Document:
━━━━━━━━
Mustang sur le pont

Une scène inhabituelle: un P-51 Mustang sur le pont d’envol d’un porte-avions. (Photo US Navy)

Avec une superficie de 180 millions de km², l’Océan Pacifique couvre près d’un tiers de la surface du globe. Au cours de la Seconde Guerre Mondiale, les belligérants durent y combattre sur de très grandes distances, particulièrement dans le domaine des opérations aériennes. Le Japon fut bombardé le 18 avril 1942 par Doolittle et ses hommes, mais ce raid n’eut aucune suite et son effet fut avant tout psychologique. Il fallut attendre la seconde moitié de l’année 1944 pour que d’autres raids soient menés, cette fois par des B-29 Superfortress basés en Chine puis sur les îles Mariannes. Aucun chasseur n’ayant l’autonomie nécessaire pour les escorter, ces raids étaient dépourvus de protection.
━━━━━━━━
Extraits de relevés d'annotation:
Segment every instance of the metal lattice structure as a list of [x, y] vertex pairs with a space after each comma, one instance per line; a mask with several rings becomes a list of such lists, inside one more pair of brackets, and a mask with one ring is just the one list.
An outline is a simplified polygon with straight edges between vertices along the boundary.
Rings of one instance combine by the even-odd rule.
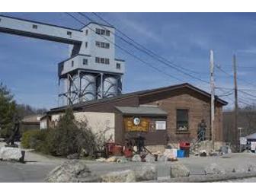
[[81, 30], [0, 15], [0, 32], [70, 45], [59, 63], [61, 105], [119, 95], [124, 61], [115, 59], [114, 28], [89, 23]]

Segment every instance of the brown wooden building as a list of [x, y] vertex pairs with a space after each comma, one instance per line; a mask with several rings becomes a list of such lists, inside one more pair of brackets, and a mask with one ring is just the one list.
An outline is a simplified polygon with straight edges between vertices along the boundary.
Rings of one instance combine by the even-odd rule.
[[[216, 142], [223, 139], [222, 106], [227, 103], [216, 97]], [[120, 144], [126, 135], [137, 132], [146, 137], [149, 145], [190, 141], [197, 138], [202, 119], [207, 126], [206, 139], [211, 136], [210, 94], [187, 83], [81, 103], [72, 108], [75, 112], [114, 113], [114, 141]], [[59, 114], [65, 109], [54, 108], [48, 114]]]

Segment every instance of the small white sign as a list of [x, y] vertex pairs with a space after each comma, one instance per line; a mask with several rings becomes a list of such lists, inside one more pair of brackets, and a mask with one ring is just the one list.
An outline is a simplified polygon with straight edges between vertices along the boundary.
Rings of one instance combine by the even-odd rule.
[[155, 121], [155, 129], [156, 130], [165, 130], [166, 129], [166, 121]]
[[246, 138], [241, 137], [240, 138], [240, 145], [246, 145], [246, 144], [247, 144]]

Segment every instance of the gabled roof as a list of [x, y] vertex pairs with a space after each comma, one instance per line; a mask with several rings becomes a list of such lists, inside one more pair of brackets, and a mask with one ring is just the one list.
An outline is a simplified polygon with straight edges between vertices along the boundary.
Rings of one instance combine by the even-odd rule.
[[43, 115], [37, 114], [37, 115], [30, 115], [25, 116], [22, 120], [21, 122], [23, 123], [40, 123], [40, 118]]
[[[78, 109], [78, 108], [84, 107], [91, 107], [94, 104], [101, 104], [101, 103], [107, 103], [110, 101], [114, 101], [117, 100], [125, 99], [125, 98], [130, 97], [133, 96], [138, 96], [139, 97], [143, 97], [146, 95], [149, 95], [149, 94], [152, 95], [154, 94], [158, 94], [158, 93], [168, 91], [174, 91], [174, 90], [181, 89], [181, 88], [189, 88], [209, 98], [210, 98], [211, 97], [210, 94], [209, 94], [208, 92], [206, 92], [188, 83], [184, 83], [181, 84], [175, 84], [175, 85], [162, 87], [158, 87], [158, 88], [155, 88], [155, 89], [149, 89], [149, 90], [145, 90], [145, 91], [136, 91], [136, 92], [120, 94], [120, 95], [113, 97], [107, 97], [107, 98], [103, 98], [103, 99], [87, 101], [87, 102], [78, 103], [72, 105], [72, 107], [74, 110], [75, 110], [75, 109]], [[215, 96], [215, 99], [216, 99], [216, 102], [220, 103], [221, 104], [224, 106], [228, 104], [228, 102], [219, 98], [217, 96]], [[53, 108], [50, 110], [50, 113], [62, 111], [66, 110], [66, 107], [67, 107], [65, 106], [62, 107]]]

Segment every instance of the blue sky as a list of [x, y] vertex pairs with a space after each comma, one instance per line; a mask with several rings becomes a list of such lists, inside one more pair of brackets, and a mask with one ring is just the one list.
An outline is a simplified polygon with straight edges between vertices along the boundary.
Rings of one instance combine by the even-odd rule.
[[[2, 13], [74, 28], [82, 24], [65, 13]], [[99, 13], [117, 29], [146, 48], [190, 69], [190, 73], [210, 80], [209, 53], [214, 50], [215, 64], [232, 74], [232, 55], [237, 55], [238, 87], [256, 90], [256, 14], [250, 13]], [[100, 22], [91, 13], [88, 15]], [[85, 18], [76, 15], [85, 23]], [[102, 23], [102, 21], [101, 21]], [[126, 44], [117, 37], [116, 43], [147, 62], [170, 75], [179, 77], [209, 91], [210, 86], [166, 67]], [[116, 49], [116, 57], [126, 60], [123, 93], [181, 83], [155, 72], [133, 57]], [[18, 103], [35, 107], [57, 106], [57, 63], [69, 58], [68, 46], [50, 41], [0, 33], [0, 81], [15, 95]], [[232, 87], [231, 77], [216, 70], [216, 87]], [[226, 94], [229, 90], [216, 90]], [[256, 92], [248, 91], [256, 96]], [[254, 97], [239, 93], [246, 103]], [[232, 107], [233, 95], [223, 97]], [[256, 98], [256, 97], [254, 97]], [[241, 103], [243, 105], [243, 103]]]

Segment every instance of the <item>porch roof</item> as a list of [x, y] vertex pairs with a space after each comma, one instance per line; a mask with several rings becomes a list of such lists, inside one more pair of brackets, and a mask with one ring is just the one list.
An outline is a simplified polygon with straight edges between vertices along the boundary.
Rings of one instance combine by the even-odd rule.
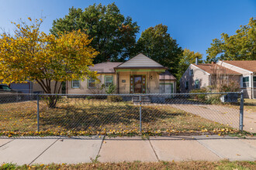
[[137, 69], [137, 68], [162, 68], [164, 66], [154, 61], [152, 59], [140, 53], [126, 62], [117, 66], [115, 69]]
[[159, 74], [159, 80], [176, 80], [177, 79], [168, 71]]

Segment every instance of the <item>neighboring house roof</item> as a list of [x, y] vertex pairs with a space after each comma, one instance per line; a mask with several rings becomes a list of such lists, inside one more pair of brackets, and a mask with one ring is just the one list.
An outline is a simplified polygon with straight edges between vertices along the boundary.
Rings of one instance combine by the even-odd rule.
[[226, 63], [247, 70], [251, 72], [256, 72], [256, 60], [223, 60]]
[[206, 71], [209, 74], [221, 73], [221, 74], [241, 75], [241, 73], [227, 69], [216, 63], [199, 63], [197, 65], [195, 64], [192, 64], [192, 65], [199, 67], [199, 69]]
[[152, 59], [140, 53], [128, 61], [116, 66], [116, 69], [127, 69], [127, 68], [165, 68]]
[[121, 62], [106, 62], [95, 64], [94, 66], [89, 66], [92, 71], [97, 71], [99, 73], [114, 73], [114, 67], [122, 64]]
[[176, 80], [176, 78], [168, 71], [159, 74], [159, 80]]

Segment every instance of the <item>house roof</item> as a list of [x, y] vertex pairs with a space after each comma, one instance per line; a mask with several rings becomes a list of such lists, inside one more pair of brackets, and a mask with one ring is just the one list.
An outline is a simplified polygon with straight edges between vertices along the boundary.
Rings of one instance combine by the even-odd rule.
[[121, 62], [105, 62], [95, 64], [94, 66], [89, 66], [92, 71], [97, 71], [99, 73], [114, 73], [114, 67], [120, 65]]
[[159, 74], [159, 80], [176, 80], [177, 79], [168, 71]]
[[145, 55], [140, 53], [128, 61], [116, 66], [116, 69], [122, 68], [164, 68], [164, 66]]
[[221, 73], [221, 74], [241, 75], [241, 73], [227, 69], [216, 63], [199, 63], [197, 65], [195, 64], [192, 64], [192, 65], [199, 67], [199, 69], [202, 69], [202, 70], [207, 72], [209, 74]]
[[251, 72], [256, 72], [256, 60], [223, 60], [226, 63], [247, 70]]

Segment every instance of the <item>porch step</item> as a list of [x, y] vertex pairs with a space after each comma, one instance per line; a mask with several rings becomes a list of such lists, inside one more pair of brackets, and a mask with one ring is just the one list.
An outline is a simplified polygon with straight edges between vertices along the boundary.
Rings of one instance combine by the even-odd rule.
[[[132, 101], [133, 104], [140, 104], [140, 97], [133, 97]], [[151, 104], [151, 100], [147, 96], [141, 96], [141, 104]]]

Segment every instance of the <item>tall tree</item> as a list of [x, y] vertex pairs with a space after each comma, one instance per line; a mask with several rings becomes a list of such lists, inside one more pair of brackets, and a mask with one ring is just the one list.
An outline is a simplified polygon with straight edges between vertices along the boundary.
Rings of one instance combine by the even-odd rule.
━━━━━━━━
Problèmes à résoudre:
[1] Les affirmations suivantes concordent-elles avec le document ? Répondez par oui ou par non et citez les mots exacts du document qui tranchent. (a) L'océan Pacifique couvre près d'un tiers de la surface du globe. (b) Le raid de Doolittle fut suivi d'autres raids peu après. (c) Des chasseurs escortaient les B-29 lors des raids menés à partir de 1944.
[2] Comment traduire en anglais cette phrase du document : « Le Japon fut bombardé le 18 avril 1942 par Doolittle et ses hommes, mais ce raid n’eut aucune suite et son effet fut avant tout psychologique. » ?
Ce listing provient d'une autre source que le document.

Corrigé de l'exercice:
[1]
(a) Oui : « l’Océan Pacifique couvre près d’un tiers de la surface du globe ».
(b) Non : « ce raid n’eut aucune suite ».
(c) Non : « Aucun chasseur n’ayant l’autonomie nécessaire pour les escorter, ces raids étaient dépourvus de protection ».

[2] Japan was bombed on April 18, 1942, by Doolittle and his men, but this raid had no follow-up and its effect was above all psychological.